**Work required:** Please reproduce exactly the line that contains "Target: brown streaked plumage" and every line after it through the end of the records below, adding nothing else.

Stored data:
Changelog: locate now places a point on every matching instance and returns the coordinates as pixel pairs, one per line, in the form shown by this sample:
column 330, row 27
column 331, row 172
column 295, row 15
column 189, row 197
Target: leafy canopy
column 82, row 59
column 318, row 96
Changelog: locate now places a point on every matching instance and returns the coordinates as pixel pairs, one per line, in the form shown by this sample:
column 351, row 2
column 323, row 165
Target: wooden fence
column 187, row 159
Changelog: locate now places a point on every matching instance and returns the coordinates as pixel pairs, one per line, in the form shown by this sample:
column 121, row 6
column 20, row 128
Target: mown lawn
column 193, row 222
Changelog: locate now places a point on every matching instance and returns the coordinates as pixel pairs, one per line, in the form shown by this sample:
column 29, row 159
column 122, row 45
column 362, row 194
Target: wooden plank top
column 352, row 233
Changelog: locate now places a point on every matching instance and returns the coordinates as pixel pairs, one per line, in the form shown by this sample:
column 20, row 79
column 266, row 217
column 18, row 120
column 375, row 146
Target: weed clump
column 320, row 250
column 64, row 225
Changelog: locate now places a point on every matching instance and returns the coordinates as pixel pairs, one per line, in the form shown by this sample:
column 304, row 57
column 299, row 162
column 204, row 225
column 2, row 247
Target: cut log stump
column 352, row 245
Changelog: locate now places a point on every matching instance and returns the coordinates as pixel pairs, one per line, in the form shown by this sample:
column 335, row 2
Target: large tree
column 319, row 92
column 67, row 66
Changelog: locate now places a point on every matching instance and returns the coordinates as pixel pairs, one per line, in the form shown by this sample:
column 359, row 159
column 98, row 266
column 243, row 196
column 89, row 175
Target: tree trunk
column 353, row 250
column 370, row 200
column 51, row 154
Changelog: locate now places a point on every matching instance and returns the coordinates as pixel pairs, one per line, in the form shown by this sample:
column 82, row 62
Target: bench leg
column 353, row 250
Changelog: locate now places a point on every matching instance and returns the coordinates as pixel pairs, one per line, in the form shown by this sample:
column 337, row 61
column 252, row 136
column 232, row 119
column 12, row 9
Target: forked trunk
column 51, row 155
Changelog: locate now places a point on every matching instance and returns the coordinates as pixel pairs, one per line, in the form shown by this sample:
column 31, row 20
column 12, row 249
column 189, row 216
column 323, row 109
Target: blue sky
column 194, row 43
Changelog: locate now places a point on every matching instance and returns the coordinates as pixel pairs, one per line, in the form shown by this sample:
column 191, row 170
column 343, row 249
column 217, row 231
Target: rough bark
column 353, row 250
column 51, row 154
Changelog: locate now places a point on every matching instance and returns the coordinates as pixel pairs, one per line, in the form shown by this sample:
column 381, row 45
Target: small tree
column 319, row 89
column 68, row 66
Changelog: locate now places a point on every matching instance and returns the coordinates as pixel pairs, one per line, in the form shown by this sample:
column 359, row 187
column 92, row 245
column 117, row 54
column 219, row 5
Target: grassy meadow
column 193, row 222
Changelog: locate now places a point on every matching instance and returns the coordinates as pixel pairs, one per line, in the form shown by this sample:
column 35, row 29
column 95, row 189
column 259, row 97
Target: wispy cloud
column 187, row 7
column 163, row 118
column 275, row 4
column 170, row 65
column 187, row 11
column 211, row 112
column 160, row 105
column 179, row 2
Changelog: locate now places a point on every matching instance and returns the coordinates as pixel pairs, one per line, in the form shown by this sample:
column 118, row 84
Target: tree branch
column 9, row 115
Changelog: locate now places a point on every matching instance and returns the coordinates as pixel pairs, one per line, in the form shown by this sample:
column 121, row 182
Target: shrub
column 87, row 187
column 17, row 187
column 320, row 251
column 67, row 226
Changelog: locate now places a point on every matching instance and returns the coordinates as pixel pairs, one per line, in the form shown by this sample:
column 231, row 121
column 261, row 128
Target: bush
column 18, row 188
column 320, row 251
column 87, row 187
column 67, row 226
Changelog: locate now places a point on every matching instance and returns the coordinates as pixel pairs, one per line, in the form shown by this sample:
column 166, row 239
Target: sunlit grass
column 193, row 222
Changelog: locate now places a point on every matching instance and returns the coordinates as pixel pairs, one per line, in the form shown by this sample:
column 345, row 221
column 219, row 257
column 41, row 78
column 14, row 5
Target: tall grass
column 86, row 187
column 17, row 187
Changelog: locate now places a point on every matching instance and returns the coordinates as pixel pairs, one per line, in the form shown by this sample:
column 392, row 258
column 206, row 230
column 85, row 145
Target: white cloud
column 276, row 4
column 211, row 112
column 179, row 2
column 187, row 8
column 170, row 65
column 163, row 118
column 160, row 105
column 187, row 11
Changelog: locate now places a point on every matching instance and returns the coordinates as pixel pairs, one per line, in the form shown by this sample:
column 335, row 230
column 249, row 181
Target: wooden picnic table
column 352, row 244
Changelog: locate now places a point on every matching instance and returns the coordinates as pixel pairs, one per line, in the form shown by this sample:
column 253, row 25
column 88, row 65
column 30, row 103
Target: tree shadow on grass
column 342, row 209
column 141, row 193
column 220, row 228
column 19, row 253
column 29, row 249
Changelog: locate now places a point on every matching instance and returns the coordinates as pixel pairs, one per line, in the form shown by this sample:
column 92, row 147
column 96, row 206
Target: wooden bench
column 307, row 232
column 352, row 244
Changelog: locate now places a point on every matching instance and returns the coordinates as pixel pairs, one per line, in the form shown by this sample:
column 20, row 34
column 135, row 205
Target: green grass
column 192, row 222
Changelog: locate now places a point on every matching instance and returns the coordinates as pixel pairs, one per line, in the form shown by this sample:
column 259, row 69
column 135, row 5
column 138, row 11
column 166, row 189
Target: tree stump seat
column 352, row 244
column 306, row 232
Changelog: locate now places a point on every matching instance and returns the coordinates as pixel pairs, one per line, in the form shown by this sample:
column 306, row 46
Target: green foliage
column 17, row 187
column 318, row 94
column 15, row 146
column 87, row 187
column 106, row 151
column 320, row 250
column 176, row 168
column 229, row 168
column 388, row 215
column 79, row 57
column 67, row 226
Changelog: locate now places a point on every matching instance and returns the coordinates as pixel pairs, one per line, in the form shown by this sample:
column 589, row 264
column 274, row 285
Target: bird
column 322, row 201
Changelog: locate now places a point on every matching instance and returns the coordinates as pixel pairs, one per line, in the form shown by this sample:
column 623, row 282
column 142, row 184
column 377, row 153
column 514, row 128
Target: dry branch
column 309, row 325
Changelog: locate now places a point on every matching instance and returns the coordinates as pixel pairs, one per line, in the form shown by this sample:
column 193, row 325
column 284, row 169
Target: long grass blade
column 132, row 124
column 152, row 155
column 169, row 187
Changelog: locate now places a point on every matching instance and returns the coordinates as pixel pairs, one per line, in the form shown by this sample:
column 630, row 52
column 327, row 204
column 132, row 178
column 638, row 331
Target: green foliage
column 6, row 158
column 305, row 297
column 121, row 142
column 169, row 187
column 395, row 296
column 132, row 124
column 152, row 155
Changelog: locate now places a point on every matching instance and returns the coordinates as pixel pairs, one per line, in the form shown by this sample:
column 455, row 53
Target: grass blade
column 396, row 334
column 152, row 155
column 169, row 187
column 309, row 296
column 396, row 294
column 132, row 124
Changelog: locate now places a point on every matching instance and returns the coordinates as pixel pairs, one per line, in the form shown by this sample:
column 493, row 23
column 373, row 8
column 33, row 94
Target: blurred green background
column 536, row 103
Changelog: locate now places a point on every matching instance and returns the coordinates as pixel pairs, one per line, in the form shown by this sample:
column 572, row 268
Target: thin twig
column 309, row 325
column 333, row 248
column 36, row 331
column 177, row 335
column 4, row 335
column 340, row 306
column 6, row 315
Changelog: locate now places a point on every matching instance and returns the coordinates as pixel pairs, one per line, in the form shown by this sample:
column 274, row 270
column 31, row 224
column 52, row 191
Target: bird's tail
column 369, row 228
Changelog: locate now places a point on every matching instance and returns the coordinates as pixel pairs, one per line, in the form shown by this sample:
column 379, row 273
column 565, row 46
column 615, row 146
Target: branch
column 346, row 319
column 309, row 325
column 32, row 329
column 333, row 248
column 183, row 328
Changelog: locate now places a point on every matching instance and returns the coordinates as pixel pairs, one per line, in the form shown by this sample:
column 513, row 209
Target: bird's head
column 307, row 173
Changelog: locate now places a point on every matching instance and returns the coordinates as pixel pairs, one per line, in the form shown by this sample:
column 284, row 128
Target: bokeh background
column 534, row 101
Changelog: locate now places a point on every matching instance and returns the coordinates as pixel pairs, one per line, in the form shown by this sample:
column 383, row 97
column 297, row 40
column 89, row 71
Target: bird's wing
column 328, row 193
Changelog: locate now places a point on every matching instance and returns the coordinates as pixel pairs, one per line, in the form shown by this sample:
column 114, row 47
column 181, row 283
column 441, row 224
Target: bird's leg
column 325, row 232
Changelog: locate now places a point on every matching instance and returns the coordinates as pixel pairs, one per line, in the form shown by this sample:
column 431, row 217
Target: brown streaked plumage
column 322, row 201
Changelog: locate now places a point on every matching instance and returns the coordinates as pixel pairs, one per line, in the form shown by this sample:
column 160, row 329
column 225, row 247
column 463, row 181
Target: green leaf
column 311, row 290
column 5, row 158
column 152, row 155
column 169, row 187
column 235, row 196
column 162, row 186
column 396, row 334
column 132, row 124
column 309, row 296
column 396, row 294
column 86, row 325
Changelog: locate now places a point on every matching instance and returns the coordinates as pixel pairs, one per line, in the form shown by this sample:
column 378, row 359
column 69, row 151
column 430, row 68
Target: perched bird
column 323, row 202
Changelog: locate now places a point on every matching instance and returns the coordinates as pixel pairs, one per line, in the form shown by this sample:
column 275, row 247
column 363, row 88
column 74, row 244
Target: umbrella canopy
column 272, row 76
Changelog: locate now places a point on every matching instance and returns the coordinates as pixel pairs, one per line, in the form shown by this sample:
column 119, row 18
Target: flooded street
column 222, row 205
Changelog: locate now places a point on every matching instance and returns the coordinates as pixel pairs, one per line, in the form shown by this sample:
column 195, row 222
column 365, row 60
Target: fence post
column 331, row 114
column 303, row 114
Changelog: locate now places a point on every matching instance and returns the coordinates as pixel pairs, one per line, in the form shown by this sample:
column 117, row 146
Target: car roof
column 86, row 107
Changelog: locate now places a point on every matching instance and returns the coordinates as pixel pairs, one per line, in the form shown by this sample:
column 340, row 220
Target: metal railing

**The answer:**
Target: brown streaked plumage
column 322, row 201
Changelog: locate now places a point on every matching instance and returns the coordinates as pixel pairs, one per line, in the form shown by this sample:
column 160, row 329
column 225, row 247
column 463, row 181
Target: green leaf
column 311, row 290
column 5, row 158
column 152, row 155
column 169, row 187
column 235, row 196
column 162, row 186
column 396, row 334
column 132, row 124
column 309, row 296
column 396, row 294
column 86, row 325
Changelog: locate now places a point on every matching instance and returns the coordinates as pixel pairs, one per line, in the form shown by this sample:
column 378, row 359
column 69, row 151
column 430, row 68
Target: perched bird
column 323, row 202
Changelog: locate now places a point on every matching instance and returns the coordinates as pixel pairs, one per line, in the form shown by this sample:
column 275, row 247
column 363, row 88
column 74, row 244
Target: umbrella canopy
column 272, row 76
Changelog: locate now places a point on every matching instance and returns the coordinates as pixel pairs, one per line, in the form shown by this sample:
column 119, row 18
Target: flooded street
column 222, row 205
Changelog: locate now places a point on every matching instance and returns the coordinates as pixel pairs, one per line, in the form shown by this sample:
column 195, row 222
column 365, row 60
Target: fence post
column 331, row 114
column 303, row 114
Changelog: locate now places a point on every matching instance and returns the coordinates as pixel pairs, one per line, in the form shown by this sample:
column 117, row 146
Target: car roof
column 86, row 107
Changelog: locate now places a point on every matching instance and returns the coordinates as pixel pairs, one per line, in the form shown by this sample:
column 340, row 220
Target: metal railing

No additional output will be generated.